**WHAT TO WORK ON**. Give the records again, every one, exactly.

**Data excerpts**.
"""
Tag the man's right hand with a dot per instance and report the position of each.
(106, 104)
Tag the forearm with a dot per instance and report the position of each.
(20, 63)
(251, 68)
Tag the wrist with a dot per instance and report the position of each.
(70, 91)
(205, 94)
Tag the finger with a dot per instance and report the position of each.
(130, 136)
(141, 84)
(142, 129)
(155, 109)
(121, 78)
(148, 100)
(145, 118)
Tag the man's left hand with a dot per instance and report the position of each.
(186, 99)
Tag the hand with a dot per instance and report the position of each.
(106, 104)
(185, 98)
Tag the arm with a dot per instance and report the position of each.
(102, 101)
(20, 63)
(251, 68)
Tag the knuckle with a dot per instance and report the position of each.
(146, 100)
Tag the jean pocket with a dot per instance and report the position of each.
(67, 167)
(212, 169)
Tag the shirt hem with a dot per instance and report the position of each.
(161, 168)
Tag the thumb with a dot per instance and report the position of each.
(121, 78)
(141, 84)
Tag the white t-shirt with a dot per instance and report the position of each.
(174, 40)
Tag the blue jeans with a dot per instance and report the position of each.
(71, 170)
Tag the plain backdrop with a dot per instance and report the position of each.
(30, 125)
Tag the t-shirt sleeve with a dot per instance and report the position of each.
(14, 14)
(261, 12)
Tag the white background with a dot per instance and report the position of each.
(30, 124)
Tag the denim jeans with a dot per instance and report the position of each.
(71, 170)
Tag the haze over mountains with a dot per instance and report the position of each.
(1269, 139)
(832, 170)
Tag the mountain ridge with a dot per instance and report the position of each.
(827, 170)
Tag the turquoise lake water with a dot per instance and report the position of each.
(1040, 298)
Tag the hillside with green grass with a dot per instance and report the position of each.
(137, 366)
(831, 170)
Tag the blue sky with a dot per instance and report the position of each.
"""
**RESPONSE**.
Tag the man's right hand with a dot per instance and report the position of each.
(106, 104)
Tag the forearm with a dot per instance and report the position of each.
(20, 63)
(251, 68)
Tag the wrist with a dot per instance and report the position of each.
(70, 91)
(205, 94)
Tag the finger with a dot per instance and report the position of each.
(130, 136)
(141, 84)
(142, 129)
(155, 109)
(121, 78)
(148, 100)
(145, 118)
Tag the man's left hand with a dot per instance and report the position of each.
(186, 99)
Tag the hand with a dot per instance and report the position of each.
(106, 104)
(185, 98)
Tag the arm with a dot per instance and report the position of each.
(102, 101)
(20, 63)
(251, 68)
Tag the knuckle with a dot per instance and report the position of each.
(146, 100)
Tag the jean pocket with a dot per instance and report the position of each.
(67, 167)
(212, 169)
Tag the shirt hem with a dot per instance and report the position of each.
(161, 168)
Tag the thumb with a dot per instance and report the position of each.
(121, 78)
(141, 84)
Tag the white t-shirt with a dot per instance and report the position of each.
(174, 40)
Tag the blue jeans with a dot per instance and report the position of each.
(71, 170)
Tag the plain backdrop with a dot per instance and report the position of each.
(30, 125)
Tag the t-shirt sleeve with a dot per instance and report the position of each.
(14, 14)
(261, 12)
Tag the white background with a dot per instance and report the position of each.
(30, 124)
Tag the denim jeans with a dot per instance and report the position of each.
(71, 170)
Tag the haze over mountains with a dot per instance and report the position of each.
(1269, 139)
(832, 170)
Tag the mountain ridge with a dot per instance and report the position of each.
(827, 170)
Tag the turquoise lake water with a dot per instance and report the position of each.
(1040, 298)
Tag the hillside with green grass with a dot per instance and report the position of each.
(137, 366)
(831, 170)
Tag the blue sky with a dot per instance and report the position of each.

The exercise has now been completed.